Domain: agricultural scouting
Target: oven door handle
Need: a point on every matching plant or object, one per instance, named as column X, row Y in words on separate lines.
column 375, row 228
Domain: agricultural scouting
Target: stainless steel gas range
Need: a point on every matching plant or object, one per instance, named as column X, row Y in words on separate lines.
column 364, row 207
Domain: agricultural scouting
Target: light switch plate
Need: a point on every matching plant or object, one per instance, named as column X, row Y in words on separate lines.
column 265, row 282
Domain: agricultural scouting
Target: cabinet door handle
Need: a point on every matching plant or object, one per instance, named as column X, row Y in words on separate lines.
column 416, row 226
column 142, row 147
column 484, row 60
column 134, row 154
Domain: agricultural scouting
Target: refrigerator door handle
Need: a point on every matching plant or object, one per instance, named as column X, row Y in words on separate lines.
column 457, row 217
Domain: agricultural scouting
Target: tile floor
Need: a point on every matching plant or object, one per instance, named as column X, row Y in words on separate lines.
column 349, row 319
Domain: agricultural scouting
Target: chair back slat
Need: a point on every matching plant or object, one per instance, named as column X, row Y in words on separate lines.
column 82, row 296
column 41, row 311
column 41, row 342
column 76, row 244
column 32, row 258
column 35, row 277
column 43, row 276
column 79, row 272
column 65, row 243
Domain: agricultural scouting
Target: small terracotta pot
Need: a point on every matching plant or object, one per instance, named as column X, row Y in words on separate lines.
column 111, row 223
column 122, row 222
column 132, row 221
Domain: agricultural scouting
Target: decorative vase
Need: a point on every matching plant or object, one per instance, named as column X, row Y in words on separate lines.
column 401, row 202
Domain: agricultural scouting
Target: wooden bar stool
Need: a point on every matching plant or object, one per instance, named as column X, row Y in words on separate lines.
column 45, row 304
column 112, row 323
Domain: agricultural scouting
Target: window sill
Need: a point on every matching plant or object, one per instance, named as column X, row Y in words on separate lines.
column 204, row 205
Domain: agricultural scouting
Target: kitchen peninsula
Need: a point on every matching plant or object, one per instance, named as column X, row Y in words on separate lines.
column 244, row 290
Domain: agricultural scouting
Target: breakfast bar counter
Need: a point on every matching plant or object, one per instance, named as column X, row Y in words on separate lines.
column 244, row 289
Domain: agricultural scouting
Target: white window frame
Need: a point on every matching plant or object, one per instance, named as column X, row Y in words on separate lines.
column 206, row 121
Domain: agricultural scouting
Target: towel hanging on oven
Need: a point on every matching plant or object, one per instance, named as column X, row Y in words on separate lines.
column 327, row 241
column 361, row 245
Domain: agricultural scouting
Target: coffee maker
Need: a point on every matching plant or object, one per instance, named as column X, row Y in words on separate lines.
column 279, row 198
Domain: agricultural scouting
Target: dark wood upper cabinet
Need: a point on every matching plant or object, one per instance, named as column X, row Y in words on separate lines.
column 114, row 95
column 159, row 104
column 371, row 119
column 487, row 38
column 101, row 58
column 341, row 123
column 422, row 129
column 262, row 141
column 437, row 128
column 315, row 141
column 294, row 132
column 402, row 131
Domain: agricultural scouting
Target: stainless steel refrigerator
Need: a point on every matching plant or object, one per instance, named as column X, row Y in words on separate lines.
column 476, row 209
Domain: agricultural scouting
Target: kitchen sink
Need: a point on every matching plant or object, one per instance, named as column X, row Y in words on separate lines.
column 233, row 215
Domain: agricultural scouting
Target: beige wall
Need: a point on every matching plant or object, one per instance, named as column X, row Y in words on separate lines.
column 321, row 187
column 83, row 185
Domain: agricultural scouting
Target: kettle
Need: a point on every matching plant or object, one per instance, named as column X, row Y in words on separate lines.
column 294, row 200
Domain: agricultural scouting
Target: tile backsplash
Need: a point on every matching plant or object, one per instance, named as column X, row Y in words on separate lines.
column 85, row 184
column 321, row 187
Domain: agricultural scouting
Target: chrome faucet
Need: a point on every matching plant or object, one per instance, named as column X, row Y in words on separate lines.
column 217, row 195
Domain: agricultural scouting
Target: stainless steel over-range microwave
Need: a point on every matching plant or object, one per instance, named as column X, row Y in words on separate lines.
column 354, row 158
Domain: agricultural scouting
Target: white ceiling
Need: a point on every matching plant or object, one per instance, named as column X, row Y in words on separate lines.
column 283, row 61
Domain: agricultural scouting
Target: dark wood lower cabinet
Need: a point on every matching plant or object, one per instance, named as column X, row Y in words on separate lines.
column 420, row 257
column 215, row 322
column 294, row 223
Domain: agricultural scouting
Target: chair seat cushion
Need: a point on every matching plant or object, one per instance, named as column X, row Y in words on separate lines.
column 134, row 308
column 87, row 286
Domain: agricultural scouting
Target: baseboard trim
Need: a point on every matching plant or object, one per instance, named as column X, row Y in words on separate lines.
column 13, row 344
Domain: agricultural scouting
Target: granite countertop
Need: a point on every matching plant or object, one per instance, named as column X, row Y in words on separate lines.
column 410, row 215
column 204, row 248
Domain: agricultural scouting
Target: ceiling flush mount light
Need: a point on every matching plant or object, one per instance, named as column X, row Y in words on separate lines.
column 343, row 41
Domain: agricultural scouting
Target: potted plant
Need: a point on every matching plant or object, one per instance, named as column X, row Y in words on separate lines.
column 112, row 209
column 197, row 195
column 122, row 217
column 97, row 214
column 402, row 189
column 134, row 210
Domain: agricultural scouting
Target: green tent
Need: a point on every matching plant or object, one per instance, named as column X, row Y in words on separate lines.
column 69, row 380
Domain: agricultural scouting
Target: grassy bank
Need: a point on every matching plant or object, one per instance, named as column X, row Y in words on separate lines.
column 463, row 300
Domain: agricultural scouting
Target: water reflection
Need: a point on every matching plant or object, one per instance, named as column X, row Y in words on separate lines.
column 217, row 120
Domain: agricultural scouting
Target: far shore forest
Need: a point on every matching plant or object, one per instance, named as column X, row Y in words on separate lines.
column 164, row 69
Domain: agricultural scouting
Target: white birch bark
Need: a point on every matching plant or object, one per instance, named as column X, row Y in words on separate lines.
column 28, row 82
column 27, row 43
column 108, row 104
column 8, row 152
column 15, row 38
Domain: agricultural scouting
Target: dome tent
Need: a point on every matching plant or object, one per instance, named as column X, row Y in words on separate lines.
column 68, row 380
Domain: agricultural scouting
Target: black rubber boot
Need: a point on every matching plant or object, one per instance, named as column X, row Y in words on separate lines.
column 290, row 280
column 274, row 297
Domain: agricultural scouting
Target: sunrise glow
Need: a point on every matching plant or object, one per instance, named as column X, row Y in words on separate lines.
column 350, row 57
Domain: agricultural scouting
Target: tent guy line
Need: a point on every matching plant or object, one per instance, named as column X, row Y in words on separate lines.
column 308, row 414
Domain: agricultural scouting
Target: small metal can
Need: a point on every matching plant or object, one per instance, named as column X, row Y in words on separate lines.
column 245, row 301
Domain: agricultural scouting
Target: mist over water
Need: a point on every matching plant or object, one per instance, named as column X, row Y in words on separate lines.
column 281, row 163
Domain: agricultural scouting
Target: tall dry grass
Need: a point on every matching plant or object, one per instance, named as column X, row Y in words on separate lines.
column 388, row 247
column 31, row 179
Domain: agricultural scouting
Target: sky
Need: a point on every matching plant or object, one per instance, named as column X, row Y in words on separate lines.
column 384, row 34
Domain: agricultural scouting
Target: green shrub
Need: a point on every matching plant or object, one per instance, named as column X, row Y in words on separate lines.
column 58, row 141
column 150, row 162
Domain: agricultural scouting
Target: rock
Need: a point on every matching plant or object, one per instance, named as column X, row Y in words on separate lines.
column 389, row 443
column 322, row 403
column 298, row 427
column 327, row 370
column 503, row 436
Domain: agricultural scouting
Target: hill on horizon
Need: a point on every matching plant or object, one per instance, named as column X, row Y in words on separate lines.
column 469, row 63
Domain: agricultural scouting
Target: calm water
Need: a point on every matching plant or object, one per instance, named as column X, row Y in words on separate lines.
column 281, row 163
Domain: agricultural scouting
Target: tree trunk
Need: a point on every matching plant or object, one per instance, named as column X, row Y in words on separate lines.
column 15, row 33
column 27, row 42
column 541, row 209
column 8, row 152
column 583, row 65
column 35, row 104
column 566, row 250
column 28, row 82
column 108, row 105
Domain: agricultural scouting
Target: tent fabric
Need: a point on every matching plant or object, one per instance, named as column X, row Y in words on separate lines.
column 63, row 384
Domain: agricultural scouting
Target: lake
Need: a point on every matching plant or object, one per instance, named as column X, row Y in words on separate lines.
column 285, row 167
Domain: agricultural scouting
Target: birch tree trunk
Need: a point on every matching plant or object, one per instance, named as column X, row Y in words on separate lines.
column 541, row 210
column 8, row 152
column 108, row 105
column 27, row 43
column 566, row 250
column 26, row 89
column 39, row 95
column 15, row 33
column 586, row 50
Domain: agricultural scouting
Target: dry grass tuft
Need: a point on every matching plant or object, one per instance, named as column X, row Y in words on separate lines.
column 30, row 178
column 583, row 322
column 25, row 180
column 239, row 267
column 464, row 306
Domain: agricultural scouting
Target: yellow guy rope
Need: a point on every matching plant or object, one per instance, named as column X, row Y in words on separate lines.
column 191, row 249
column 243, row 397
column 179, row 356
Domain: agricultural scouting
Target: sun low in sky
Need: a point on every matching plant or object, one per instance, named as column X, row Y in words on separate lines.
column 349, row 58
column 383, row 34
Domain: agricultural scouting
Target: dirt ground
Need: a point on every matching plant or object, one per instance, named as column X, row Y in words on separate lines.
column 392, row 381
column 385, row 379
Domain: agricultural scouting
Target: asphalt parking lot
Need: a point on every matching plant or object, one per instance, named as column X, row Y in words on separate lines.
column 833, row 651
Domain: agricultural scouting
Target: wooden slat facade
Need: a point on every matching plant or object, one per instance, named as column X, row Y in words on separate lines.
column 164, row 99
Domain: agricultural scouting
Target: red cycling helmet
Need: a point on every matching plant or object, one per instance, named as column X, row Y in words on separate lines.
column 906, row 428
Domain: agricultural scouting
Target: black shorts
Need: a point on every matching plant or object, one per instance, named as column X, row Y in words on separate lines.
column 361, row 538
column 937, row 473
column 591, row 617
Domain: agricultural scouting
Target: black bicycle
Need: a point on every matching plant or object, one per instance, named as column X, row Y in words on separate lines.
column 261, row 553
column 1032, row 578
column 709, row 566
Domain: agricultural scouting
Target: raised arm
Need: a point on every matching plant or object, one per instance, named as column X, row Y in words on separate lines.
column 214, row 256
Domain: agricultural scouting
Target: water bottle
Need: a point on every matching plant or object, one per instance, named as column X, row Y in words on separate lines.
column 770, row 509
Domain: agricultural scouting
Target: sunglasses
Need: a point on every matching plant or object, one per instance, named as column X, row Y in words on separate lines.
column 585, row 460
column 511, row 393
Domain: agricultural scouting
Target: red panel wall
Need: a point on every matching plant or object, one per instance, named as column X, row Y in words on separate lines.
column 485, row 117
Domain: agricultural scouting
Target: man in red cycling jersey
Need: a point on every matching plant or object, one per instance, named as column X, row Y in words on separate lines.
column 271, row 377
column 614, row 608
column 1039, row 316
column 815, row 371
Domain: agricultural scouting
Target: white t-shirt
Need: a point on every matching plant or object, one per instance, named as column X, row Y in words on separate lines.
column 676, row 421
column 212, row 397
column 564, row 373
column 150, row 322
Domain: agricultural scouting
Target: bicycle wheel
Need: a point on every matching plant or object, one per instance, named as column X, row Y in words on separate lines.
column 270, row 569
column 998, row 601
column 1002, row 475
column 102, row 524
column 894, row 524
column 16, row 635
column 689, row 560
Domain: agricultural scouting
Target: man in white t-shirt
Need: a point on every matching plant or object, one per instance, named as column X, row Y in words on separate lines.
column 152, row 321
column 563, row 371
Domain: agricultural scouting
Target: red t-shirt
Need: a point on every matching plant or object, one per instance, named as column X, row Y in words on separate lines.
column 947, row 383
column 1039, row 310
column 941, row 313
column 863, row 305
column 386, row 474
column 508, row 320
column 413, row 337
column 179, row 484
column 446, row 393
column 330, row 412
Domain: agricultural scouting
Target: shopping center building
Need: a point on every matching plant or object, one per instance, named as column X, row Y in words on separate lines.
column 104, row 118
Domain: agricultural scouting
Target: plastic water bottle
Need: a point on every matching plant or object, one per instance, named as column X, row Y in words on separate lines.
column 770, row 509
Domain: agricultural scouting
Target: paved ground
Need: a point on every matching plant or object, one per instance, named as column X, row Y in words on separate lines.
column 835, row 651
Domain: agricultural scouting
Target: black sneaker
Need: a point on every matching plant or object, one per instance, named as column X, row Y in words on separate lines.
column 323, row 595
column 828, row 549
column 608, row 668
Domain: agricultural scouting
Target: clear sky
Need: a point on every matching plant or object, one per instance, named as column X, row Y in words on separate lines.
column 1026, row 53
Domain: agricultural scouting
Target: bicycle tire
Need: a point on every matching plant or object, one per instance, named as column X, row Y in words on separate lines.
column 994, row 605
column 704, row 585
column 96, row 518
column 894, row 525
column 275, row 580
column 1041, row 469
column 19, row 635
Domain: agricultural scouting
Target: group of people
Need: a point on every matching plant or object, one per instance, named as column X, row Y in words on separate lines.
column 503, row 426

Exercise requirements: Above are the records; copy exactly the lines from the line with "Target: potted plant" through the line with "Target: far shore forest", both included.

Answer area:
Target: potted plant
Need: a point on every matching plant or object, one per instance, named as column X, row Y in words on separate lines.
column 112, row 209
column 197, row 195
column 122, row 217
column 97, row 214
column 402, row 189
column 134, row 210
Domain: agricultural scouting
Target: green tent
Need: a point on every matching plant or object, one per instance, named as column X, row Y in words on separate lines.
column 69, row 380
Domain: agricultural scouting
Target: grassy bank
Need: a point on every matching plant or object, one per instance, named as column X, row Y in words on separate lines.
column 463, row 300
Domain: agricultural scouting
Target: water reflection
Need: a point on every matching plant or object, one per instance, named as column X, row Y in words on separate lines.
column 217, row 120
Domain: agricultural scouting
Target: far shore forest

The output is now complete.